Write out only the tail of the records, beginning at the line containing "on the boat" and including the last line, exactly as written.

================================

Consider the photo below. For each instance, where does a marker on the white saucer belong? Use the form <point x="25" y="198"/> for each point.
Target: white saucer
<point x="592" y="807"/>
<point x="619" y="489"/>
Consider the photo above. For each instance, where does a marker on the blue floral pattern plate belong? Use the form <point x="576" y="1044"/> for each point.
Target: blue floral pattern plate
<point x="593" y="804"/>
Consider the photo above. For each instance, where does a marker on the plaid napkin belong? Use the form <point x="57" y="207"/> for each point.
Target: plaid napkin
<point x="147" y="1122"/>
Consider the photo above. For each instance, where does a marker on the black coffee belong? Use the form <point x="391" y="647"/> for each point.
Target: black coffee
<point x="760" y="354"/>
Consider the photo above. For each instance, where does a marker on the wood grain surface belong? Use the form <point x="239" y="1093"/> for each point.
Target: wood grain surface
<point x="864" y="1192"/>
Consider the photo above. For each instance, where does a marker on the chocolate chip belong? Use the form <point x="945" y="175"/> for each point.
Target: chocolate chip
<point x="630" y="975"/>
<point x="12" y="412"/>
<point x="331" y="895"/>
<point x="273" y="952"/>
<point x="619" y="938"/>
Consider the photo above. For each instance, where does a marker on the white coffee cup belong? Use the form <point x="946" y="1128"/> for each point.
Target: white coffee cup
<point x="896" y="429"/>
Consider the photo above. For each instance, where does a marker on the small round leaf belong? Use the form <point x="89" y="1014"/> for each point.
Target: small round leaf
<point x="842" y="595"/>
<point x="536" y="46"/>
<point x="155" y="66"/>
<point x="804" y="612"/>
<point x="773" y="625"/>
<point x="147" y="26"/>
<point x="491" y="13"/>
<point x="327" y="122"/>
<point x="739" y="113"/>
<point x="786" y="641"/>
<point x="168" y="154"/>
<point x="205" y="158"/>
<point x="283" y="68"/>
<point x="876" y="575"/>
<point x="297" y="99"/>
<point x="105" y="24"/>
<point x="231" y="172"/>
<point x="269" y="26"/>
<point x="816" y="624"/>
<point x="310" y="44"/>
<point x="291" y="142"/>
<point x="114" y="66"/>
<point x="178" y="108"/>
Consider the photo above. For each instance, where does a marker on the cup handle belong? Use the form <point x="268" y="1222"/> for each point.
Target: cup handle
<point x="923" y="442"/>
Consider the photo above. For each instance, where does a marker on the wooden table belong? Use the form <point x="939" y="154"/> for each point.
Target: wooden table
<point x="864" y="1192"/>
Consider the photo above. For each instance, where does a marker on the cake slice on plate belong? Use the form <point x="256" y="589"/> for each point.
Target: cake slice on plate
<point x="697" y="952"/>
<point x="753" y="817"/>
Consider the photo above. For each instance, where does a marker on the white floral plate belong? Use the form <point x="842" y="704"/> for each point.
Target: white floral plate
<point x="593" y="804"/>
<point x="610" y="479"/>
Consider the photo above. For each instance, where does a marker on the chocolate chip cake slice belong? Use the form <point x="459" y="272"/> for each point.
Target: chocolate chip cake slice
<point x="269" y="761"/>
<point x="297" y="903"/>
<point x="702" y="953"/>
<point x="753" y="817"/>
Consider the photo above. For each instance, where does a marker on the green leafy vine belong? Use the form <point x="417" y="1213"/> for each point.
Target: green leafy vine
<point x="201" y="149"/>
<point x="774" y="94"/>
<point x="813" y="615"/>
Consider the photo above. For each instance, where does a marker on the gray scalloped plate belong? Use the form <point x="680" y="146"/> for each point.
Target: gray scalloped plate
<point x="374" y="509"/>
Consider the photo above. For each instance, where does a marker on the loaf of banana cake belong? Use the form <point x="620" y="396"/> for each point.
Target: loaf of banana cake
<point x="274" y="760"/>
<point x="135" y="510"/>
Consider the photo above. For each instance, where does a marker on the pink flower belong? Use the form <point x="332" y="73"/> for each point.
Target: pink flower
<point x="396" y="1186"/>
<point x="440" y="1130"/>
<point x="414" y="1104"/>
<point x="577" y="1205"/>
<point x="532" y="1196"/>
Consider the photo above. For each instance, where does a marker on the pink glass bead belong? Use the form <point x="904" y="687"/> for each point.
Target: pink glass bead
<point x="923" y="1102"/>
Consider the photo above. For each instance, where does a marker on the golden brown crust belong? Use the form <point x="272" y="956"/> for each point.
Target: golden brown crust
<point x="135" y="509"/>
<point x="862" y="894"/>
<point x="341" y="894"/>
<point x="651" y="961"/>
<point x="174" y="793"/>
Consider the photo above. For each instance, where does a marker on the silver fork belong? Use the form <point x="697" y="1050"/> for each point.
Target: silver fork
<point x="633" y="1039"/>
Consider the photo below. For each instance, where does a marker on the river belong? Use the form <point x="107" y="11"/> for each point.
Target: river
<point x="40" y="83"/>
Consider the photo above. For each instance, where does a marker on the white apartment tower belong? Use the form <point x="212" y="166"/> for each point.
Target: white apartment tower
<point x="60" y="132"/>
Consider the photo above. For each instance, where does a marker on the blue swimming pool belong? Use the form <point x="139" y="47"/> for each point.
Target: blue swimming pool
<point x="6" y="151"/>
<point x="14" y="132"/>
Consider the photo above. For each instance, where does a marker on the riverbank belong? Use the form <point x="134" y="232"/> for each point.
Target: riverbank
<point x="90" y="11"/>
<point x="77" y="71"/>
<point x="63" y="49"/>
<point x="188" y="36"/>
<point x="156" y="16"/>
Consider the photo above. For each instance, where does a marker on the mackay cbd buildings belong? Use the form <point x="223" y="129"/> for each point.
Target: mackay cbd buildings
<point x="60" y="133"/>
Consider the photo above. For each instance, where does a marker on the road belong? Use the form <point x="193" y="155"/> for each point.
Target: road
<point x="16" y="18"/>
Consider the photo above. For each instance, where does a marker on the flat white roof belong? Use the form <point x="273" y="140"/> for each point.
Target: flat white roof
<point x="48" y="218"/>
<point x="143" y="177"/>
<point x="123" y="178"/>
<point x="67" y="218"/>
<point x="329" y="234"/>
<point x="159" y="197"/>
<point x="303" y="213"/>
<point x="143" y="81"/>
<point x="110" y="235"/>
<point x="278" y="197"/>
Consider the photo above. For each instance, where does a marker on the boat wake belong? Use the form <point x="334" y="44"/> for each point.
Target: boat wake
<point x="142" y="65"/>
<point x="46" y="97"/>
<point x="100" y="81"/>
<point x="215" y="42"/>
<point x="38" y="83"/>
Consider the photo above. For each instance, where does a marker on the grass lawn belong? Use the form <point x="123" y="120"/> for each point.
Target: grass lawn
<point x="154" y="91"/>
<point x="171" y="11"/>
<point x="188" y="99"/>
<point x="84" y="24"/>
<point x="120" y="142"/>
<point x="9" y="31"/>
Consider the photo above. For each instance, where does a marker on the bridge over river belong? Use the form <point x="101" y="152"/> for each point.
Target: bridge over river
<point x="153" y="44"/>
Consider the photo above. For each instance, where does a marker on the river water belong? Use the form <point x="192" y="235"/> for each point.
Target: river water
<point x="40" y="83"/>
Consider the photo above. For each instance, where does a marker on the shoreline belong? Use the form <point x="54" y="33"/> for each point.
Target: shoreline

================================

THE ANSWER:
Consider the photo above. For each instance, where does a marker on the boat wake belong? Use the form <point x="334" y="44"/> for each point.
Target: boat wake
<point x="142" y="65"/>
<point x="46" y="97"/>
<point x="100" y="81"/>
<point x="215" y="42"/>
<point x="38" y="83"/>
Consider the photo above. For each instance, where does a marker on the grass lawn belong? Use the form <point x="123" y="120"/> for each point.
Target: grass lawn
<point x="154" y="91"/>
<point x="171" y="11"/>
<point x="188" y="99"/>
<point x="84" y="24"/>
<point x="120" y="142"/>
<point x="9" y="31"/>
Consider the photo above. For each instance, where does a marker on the bridge over river belong? Use the form <point x="101" y="152"/> for each point.
Target: bridge over river
<point x="153" y="44"/>
Consider the photo above. For each instance, where does a marker on the river water belong? Use the form <point x="192" y="235"/> for each point.
Target: river water
<point x="40" y="83"/>
Consider the photo above. For each instance, where does a marker on the shoreline belong? Use the form <point x="54" y="33"/> for each point.
Target: shoreline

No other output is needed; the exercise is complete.